Kutipan —
================
Tuesday, May 01, 2001

Pagar Api


DESAIN suratkabar selalu ada filsafatnya. Suratkabar misalnya, tak dianjurkan melulu berhalaman yang berisikan huruf. Ini membuat pembaca cepat bosan dan matanya lelah. Desain suratkabar juga memerlukan garis tipis untuk memisahkan iklan dan berita. Garis ini adalah lambang pagar api atau fire wall, yang mencerminkan prinsip antara berita dengan iklan harus tegas dipisahkan. Iklan adalah iklan. Berita adalah berita.

Cover Pantau oleh
Wara Anindyah
Perhatikan, misalnya, harian Financial Times, International Herald Tribune, The New York Times, atau Wall Street Journal. Mereka selalu menorehkan garis tipis dengan rapi untuk memisahkan iklan dengan berita. Di Asia, tengok saja harian Bangkok Post, Asahi Shimbun (Tokyo), atau South China Morning Post (Hong Kong). Mereka dengan rajin setiap hari membubuhkan garis tipis. Majalah macam Far Eastern Economic Review maupun Asiaweek juga menghormati garis sakral ini.
================
Catatan anotasi koordinat
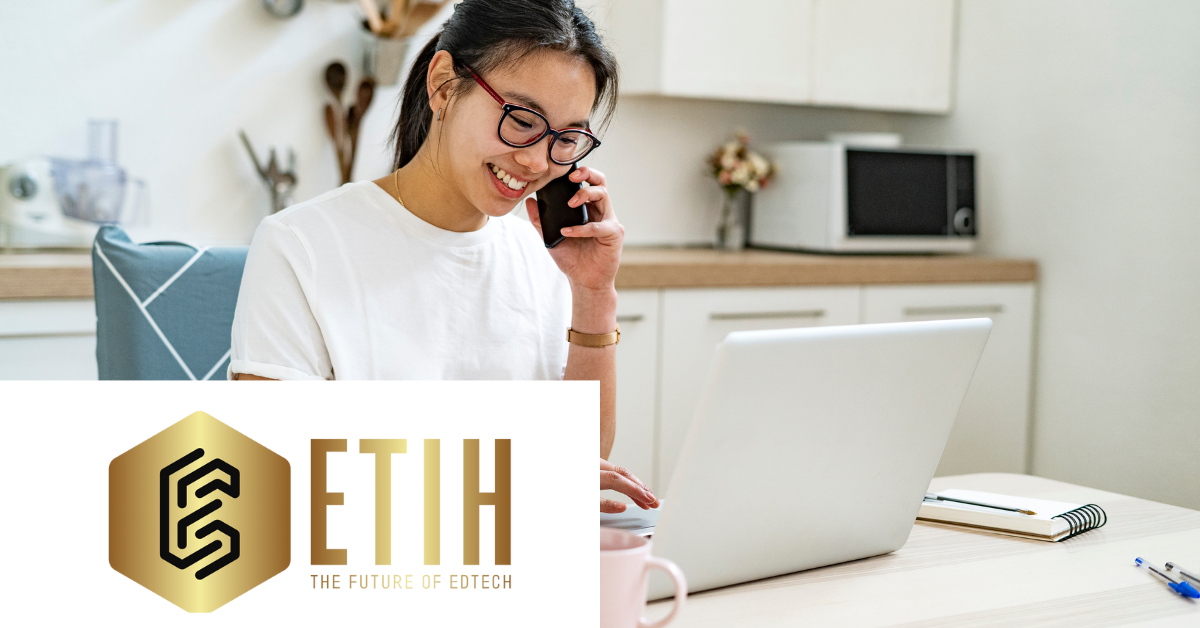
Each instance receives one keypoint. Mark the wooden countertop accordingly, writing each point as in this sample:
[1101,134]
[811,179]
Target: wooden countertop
[69,275]
[695,268]
[46,276]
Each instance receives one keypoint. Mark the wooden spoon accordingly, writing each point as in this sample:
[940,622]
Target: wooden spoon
[364,97]
[335,135]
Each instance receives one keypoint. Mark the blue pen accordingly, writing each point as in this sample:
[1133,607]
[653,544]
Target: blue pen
[1185,573]
[1182,588]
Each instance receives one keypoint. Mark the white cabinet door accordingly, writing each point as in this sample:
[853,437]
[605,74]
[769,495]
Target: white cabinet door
[637,314]
[991,429]
[695,321]
[751,49]
[883,54]
[48,340]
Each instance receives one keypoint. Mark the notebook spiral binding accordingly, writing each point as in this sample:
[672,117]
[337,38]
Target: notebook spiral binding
[1084,519]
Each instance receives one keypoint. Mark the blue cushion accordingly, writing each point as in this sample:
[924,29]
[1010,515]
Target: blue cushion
[163,310]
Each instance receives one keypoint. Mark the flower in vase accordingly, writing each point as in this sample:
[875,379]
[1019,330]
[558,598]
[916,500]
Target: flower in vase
[736,167]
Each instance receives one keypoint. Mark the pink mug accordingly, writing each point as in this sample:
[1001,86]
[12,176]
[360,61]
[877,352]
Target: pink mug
[624,566]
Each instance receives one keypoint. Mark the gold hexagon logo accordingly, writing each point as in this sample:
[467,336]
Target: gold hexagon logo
[199,513]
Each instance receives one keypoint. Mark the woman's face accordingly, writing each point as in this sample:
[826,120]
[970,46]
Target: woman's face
[559,87]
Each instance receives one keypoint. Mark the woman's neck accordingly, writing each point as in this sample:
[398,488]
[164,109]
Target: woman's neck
[431,197]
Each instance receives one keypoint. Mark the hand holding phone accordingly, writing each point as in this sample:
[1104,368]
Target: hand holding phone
[555,213]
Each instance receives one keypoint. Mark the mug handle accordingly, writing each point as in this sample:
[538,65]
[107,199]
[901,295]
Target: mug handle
[681,590]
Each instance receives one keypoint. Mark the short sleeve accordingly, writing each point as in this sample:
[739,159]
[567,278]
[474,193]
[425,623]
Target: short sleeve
[275,333]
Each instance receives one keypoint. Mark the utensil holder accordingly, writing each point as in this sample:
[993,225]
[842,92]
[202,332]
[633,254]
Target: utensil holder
[383,58]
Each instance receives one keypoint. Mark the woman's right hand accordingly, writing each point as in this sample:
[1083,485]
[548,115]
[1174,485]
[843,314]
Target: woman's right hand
[623,482]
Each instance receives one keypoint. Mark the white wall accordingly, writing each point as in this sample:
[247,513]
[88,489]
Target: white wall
[183,77]
[1086,117]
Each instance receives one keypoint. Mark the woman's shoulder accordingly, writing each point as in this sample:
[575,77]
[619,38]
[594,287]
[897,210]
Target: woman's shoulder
[353,195]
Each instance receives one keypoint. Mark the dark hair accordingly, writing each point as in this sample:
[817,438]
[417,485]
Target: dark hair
[490,34]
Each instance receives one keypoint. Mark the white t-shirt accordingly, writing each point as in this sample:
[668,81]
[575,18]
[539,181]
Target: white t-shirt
[353,286]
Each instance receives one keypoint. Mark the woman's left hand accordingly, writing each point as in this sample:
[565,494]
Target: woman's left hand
[591,253]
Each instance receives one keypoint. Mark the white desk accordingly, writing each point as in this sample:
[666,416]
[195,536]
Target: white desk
[954,576]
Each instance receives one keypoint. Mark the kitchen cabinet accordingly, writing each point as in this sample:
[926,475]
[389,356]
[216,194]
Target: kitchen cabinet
[991,430]
[883,54]
[875,54]
[48,340]
[695,321]
[637,314]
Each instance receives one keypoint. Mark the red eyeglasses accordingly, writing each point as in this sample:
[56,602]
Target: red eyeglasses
[521,126]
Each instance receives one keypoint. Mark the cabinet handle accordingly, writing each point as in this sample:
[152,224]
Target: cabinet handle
[955,310]
[755,316]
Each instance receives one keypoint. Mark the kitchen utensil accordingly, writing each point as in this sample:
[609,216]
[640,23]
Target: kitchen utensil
[383,58]
[279,183]
[375,21]
[363,101]
[418,15]
[335,79]
[335,133]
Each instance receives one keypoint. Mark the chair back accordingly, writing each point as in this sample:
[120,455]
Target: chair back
[163,310]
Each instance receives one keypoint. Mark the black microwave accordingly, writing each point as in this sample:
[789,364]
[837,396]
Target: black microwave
[827,196]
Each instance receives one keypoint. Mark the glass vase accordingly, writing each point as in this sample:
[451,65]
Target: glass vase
[733,226]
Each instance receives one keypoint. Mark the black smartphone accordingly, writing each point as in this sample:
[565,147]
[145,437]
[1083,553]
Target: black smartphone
[555,213]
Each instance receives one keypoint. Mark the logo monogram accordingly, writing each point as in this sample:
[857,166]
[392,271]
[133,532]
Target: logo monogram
[203,527]
[232,488]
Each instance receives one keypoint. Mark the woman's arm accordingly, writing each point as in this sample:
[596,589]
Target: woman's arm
[589,257]
[595,312]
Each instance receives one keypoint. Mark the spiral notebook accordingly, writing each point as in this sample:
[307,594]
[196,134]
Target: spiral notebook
[1054,520]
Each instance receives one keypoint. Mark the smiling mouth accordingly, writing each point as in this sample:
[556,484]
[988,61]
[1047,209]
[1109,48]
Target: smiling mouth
[513,183]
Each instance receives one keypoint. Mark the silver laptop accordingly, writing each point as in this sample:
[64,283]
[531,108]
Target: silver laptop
[810,447]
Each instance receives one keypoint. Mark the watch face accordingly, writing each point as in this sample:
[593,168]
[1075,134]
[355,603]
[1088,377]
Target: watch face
[283,9]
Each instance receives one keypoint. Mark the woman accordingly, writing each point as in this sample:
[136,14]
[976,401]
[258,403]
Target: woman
[424,274]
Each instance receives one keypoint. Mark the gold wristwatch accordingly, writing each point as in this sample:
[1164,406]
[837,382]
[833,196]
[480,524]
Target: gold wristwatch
[593,340]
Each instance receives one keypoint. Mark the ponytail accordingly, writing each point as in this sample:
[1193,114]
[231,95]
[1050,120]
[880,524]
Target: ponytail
[414,111]
[487,34]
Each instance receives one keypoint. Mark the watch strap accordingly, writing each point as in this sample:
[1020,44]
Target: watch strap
[593,340]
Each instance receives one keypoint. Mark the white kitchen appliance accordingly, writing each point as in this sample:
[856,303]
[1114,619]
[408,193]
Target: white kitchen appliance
[834,197]
[59,203]
[31,215]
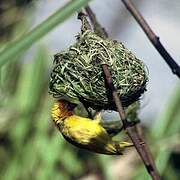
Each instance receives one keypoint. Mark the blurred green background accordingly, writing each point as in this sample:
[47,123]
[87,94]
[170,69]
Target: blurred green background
[30,146]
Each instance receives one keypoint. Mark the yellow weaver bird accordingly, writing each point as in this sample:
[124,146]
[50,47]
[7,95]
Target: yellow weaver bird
[84,132]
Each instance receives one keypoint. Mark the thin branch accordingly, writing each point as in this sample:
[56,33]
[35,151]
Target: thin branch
[152,37]
[136,138]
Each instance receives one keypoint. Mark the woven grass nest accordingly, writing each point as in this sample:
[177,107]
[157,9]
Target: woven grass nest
[77,73]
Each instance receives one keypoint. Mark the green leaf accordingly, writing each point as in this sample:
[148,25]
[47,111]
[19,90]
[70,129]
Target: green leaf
[17,47]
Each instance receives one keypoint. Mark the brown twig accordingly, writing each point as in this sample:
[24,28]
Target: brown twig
[152,37]
[136,138]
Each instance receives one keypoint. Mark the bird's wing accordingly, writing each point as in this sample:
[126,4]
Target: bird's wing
[88,133]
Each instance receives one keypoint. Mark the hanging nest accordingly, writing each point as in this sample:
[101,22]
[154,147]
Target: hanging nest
[78,74]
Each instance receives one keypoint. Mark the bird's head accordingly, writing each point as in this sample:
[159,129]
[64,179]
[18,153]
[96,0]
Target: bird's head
[61,110]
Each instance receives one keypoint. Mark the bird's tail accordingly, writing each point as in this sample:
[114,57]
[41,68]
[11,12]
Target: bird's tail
[121,146]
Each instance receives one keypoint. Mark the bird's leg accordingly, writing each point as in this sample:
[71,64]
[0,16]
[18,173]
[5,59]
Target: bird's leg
[97,117]
[85,24]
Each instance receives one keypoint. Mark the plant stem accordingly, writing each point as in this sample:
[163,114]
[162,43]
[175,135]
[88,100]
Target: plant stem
[136,137]
[152,37]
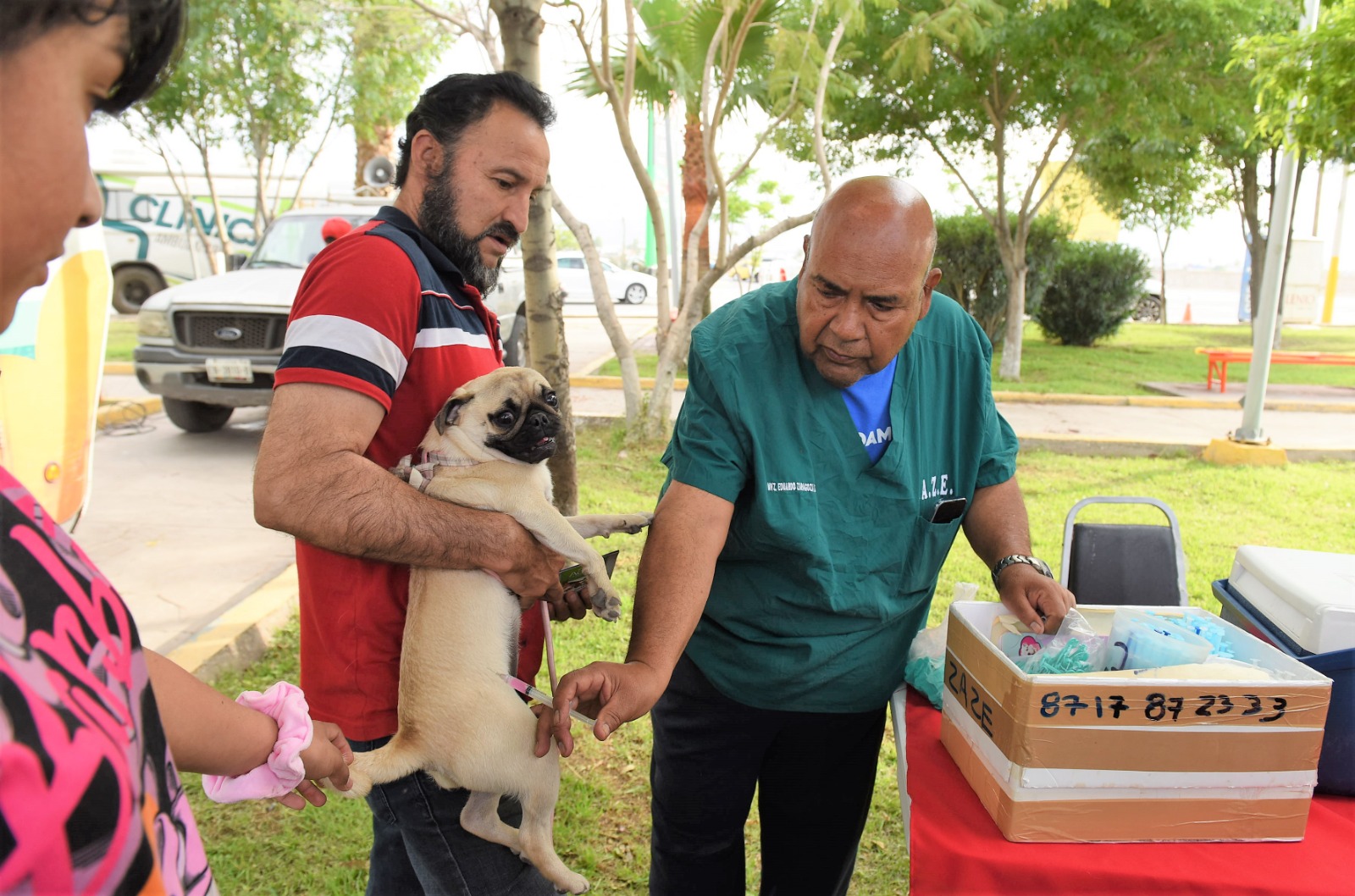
================
Tugas —
Lanjutkan tulisan tentang pagar api dalam desain suratkabar di atas, mulai setelah kalimat terakhirnya.

Jawaban —
Bandingkan dengan Kompas, Tempo, Media Indonesia, Suara Pembaruan, Republika, The Jakarta Post, atau harian daerah macam Suara Merdeka (Semarang), Jawa Pos (Surabaya), dan Singgalang (Padang). Ternyata rombongan suratkabar ini tak memiliki garis lambang pagar api.

Bill Kovach, wartawan veteran harian The New York Times dan kurator The Nieman Foundation for Journalism di Universitas Harvard, Amerika Serikat, mengatakan pagar api hukumnya wajib bagi setiap media massa. Setiap suratkabar seyogyanya mencetak garis tipis tersebut. "Tak perlu dipertanyakan lagi," kata Kovach.

Harold Ross, redaktur majalah The New Yorker, menganggap sedemikian sakral pagar api itu sampai-sampai ruang redaksi dan pemasarannya pun dipisahkan. Ruang redaksi di lantai yang berbeda dengan ruang iklan dan distribusi. Ross bahkan tak menganjurkan para wartawannya banyak bicara dengan orang pemasaran. Ia khawatir obrolan itu akan mempengaruhi cara pandang si wartawan.

Tak jelas mengapa suratkabar Indonesia tak biasa mencantumkan garis tipis itu. Mungkin ada redaktur yang berpendapat toh hanya lambang. Tidakkah lebih penting substansinya? Yang lain berpendapat hanya menambah pekerjaan, ongkos produksi, dan makan waktu. Mungkin juga alasan sejarah. Suratkabar Indonesia lebih merupakan alat perjuangan melawan kekuasaan ketimbang medium berita yang dikelola dengan profesional.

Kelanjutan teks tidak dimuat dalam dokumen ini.